▶ REQUIREMENT:
Take the line that contains "TASK = point to the black" and each line after it in the material below, and transcribe them exactly, stopping at the end.

==*==

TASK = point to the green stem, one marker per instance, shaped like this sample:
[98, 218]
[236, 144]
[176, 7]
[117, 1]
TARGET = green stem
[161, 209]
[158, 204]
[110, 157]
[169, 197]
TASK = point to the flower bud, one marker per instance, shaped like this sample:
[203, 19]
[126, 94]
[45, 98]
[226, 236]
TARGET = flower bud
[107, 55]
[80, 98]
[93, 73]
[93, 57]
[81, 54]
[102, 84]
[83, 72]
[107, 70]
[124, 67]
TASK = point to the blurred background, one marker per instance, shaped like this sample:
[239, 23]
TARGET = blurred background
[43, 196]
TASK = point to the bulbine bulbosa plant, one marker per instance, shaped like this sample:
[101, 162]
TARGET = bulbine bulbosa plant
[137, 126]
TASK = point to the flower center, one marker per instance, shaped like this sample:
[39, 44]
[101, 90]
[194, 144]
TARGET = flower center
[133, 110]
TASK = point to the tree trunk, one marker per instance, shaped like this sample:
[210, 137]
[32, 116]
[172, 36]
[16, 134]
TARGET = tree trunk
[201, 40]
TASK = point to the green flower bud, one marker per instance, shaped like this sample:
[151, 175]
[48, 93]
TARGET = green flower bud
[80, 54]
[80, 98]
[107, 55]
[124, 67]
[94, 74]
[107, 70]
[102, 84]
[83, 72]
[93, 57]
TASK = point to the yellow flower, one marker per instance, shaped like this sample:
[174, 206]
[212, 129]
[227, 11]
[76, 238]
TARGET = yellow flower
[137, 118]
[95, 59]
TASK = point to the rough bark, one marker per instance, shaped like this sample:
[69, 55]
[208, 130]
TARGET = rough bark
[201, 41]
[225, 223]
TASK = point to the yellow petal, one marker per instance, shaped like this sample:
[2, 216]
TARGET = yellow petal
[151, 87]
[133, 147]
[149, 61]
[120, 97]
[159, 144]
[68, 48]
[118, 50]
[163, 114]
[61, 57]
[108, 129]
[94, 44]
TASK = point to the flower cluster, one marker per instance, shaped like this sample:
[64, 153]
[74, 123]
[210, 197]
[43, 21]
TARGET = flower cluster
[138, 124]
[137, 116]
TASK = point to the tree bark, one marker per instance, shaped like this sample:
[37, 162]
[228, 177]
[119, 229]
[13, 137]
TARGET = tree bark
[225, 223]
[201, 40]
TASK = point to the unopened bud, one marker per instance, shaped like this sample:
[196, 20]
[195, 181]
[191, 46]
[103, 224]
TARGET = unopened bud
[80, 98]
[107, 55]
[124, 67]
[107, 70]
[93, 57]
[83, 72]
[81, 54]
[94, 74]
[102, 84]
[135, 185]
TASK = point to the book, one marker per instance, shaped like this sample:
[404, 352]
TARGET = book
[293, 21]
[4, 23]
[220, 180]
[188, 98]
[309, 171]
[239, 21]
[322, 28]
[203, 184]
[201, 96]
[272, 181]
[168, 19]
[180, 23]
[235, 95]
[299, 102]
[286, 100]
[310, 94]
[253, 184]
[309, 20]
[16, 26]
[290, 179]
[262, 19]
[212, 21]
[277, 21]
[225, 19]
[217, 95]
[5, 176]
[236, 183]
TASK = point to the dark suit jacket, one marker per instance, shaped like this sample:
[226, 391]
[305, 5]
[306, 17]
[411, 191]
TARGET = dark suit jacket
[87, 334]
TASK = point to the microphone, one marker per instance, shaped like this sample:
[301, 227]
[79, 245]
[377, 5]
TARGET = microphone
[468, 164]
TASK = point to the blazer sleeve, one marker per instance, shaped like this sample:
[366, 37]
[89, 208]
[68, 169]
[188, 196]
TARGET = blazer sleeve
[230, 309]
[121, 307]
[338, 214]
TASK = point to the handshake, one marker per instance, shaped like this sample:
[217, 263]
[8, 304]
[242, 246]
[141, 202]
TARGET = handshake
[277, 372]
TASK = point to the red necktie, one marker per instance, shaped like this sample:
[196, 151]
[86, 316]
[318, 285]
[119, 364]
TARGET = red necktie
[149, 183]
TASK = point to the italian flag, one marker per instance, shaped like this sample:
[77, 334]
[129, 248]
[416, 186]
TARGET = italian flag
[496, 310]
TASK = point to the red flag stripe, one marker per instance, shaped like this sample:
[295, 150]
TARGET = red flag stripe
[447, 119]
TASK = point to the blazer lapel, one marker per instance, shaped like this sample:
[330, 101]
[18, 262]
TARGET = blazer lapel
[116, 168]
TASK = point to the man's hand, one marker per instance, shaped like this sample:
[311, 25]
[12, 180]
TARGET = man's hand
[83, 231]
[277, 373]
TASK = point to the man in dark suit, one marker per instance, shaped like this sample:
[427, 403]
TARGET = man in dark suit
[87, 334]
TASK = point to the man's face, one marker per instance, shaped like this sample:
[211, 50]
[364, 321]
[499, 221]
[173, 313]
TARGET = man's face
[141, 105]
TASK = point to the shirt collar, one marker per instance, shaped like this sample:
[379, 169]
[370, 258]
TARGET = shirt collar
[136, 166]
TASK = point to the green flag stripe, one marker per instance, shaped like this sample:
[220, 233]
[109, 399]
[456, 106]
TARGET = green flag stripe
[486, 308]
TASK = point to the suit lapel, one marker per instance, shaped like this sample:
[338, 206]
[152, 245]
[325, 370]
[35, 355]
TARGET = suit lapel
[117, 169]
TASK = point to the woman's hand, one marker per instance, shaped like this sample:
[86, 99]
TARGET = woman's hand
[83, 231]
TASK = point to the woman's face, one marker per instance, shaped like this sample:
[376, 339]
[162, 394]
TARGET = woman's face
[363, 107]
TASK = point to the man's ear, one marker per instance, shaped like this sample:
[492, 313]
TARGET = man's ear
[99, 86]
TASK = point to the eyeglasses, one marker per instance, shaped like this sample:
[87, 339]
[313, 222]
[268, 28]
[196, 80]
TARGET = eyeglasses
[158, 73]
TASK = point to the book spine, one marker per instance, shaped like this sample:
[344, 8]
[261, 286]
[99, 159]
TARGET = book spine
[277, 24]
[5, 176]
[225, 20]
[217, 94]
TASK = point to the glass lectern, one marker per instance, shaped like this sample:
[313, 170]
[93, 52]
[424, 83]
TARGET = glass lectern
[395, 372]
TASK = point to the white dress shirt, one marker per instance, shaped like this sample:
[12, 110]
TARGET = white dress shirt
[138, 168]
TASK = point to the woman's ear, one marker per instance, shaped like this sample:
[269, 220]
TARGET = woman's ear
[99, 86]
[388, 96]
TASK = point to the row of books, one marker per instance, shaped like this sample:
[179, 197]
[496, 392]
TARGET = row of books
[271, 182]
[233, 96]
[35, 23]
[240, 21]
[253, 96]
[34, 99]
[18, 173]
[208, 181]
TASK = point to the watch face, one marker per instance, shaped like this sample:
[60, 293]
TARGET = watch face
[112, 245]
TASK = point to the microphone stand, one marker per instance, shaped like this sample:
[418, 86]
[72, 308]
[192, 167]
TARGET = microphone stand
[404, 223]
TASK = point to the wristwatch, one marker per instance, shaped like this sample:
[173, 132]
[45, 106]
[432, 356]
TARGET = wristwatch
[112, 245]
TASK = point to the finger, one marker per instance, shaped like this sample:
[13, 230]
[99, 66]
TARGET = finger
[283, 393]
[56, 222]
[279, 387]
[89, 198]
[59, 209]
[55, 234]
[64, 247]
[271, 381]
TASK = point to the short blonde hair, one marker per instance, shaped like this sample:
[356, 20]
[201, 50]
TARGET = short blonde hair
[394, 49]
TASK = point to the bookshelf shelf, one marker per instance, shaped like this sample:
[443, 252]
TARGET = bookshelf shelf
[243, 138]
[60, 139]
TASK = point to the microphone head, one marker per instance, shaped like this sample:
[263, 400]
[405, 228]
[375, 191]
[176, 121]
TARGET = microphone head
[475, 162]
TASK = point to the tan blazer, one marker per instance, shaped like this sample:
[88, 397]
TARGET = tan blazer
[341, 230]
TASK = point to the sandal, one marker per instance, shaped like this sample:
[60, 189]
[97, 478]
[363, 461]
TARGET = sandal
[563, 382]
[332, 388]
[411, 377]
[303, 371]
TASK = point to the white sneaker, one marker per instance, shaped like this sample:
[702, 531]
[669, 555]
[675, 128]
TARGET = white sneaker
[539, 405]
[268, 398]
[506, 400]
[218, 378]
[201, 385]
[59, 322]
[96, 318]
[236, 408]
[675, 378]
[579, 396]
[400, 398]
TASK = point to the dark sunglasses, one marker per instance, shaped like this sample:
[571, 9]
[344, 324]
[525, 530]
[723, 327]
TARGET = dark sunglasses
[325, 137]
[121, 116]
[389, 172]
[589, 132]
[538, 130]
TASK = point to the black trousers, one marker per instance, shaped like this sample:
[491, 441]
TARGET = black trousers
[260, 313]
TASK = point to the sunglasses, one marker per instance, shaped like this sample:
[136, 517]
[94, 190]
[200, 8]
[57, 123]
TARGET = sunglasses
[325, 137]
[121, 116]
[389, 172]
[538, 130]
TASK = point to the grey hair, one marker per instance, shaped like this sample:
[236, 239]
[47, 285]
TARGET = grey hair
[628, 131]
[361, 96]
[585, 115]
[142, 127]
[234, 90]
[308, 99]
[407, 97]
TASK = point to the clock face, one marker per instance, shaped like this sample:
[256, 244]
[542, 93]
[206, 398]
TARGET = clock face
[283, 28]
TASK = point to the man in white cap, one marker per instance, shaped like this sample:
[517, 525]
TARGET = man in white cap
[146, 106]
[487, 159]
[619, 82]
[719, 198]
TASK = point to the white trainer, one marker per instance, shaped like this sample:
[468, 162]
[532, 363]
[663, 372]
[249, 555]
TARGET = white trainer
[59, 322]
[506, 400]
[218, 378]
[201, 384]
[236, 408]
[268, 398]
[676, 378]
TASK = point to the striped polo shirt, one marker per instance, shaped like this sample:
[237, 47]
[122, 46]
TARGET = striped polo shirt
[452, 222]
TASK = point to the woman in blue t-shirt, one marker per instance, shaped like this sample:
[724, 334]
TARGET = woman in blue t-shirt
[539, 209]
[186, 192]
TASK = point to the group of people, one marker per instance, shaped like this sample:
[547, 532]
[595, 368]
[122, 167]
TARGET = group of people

==*==

▶ FINAL ANSWER:
TASK = point to the black trousers, one marker per instance, shaped like this sample:
[491, 441]
TARGET = black trousers
[260, 313]
TASK = point to the sunglasses, one marker per instance, shaped like this sample:
[136, 517]
[94, 190]
[200, 8]
[57, 123]
TARGET = sunglasses
[325, 137]
[121, 116]
[389, 172]
[538, 130]
TASK = point to the grey hair, one marker per instance, shaped like this sample:
[236, 239]
[47, 285]
TARGET = grey hair
[628, 131]
[361, 96]
[585, 115]
[142, 127]
[234, 90]
[308, 99]
[407, 97]
TASK = point to the clock face, one marker per instance, shaped like this sample:
[256, 244]
[542, 93]
[206, 398]
TARGET = clock face
[283, 28]
TASK = point to the man in white cap, one marker per instance, shaped like this sample:
[517, 525]
TARGET = man in white cap
[146, 106]
[487, 159]
[619, 82]
[719, 198]
TASK = point to the white trainer, one marker per instance, shaped like this sample:
[468, 162]
[532, 363]
[663, 372]
[249, 555]
TARGET = white trainer
[59, 322]
[506, 400]
[218, 378]
[201, 384]
[236, 408]
[268, 398]
[676, 378]
TASK = point to the striped polo shirt, one marker per instance, shaped like this sample:
[237, 47]
[122, 46]
TARGET = striped polo shirt
[452, 222]
TASK = point to the woman in blue t-shirt, one marker per instance, shaped like this sample:
[724, 334]
TARGET = woman in blue t-shirt
[539, 209]
[186, 192]
TASK = point to the group of people, one marker per instance, shaped like this sample:
[547, 532]
[595, 368]
[122, 167]
TARGET = group of people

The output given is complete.